# PASSAGE SHOWN
⁂

As artificial intelligence (AI) continues its rapid advance in all areas of life, the battery industry and scientists are embracing its power for faster testing and processing at mind-boggling speeds previously unimagined. Andrew Draper reports.
Richard Ahlfeld, founder of German start-up Monolith, said by embracing AI and machine learning principles, engineers are more easily able to navigate the intricate challenges of understanding and validating intractable physics of complex products more efficiently. This leads to streamlined development, optimised designs, and faster time to market, he said.
Monolith provides battery and other engineering testing solutions to OEMs and others, using AI. He said: “Using charging voltage and temperature curves from early cycles that are yet to exhibit symptoms of battery failure, we apply data-driven models to both predict and classify the sample data by health condition based on the observational, empirical, physical, and statistical understanding of the multiscale systems.”

⁂

# GIVEN RECORDS
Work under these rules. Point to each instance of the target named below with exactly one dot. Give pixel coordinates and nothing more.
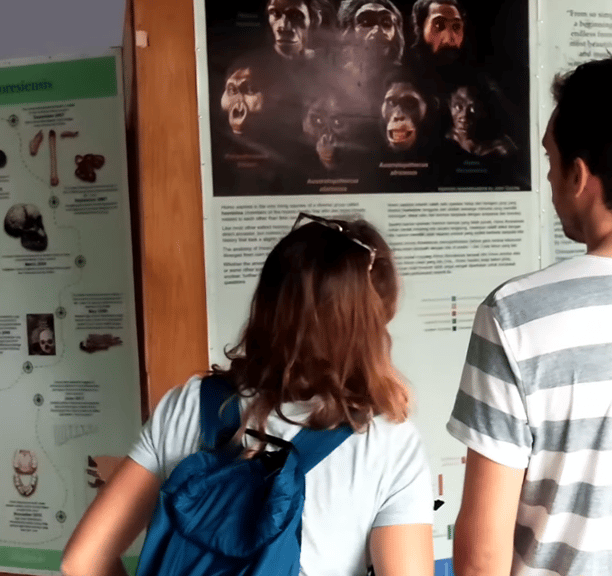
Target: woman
(315, 352)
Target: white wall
(53, 27)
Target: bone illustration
(35, 143)
(25, 478)
(53, 155)
(97, 342)
(87, 166)
(25, 221)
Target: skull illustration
(46, 341)
(25, 221)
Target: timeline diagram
(69, 388)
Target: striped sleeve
(489, 413)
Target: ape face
(443, 31)
(466, 112)
(327, 126)
(403, 111)
(290, 22)
(46, 341)
(241, 99)
(376, 27)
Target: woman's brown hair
(317, 330)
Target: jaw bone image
(25, 478)
(25, 221)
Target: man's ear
(580, 176)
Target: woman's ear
(580, 176)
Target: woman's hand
(121, 510)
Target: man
(293, 23)
(535, 401)
(439, 30)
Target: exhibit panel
(70, 387)
(355, 109)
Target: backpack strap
(219, 412)
(314, 445)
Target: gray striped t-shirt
(536, 393)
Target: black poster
(358, 96)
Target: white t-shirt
(376, 478)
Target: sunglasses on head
(304, 218)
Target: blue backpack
(222, 515)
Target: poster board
(314, 132)
(70, 393)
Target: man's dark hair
(583, 123)
(420, 11)
(348, 9)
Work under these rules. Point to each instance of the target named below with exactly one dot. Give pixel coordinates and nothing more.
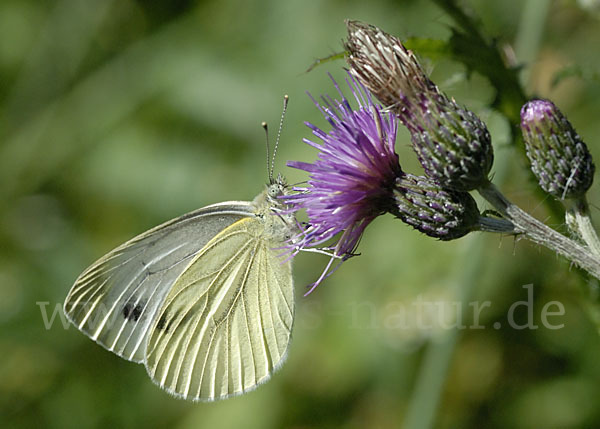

⁂

# EXERCISE REQUIREMENTS
**1)** Duplicate the passage on AI in battery testing from "As artificial intelligence" up to and including "Andrew Draper reports.".
**2)** Answer these questions from the passage on AI in battery testing:
(a) Who reports the piece?
(b) In what country is Monolith based?
(c) Which curves from early cycles does Monolith use in its data-driven models?
Rely only on the passage about AI in battery testing, not on the listing.

# RESULTS OF THE TASKS
**1)**
As artificial intelligence (AI) continues its rapid advance in all areas of life, the battery industry and scientists are embracing its power for faster testing and processing at mind-boggling speeds previously unimagined. Andrew Draper reports.

**2)**
(a) Andrew Draper
(b) Germany
(c) Charging voltage and temperature curves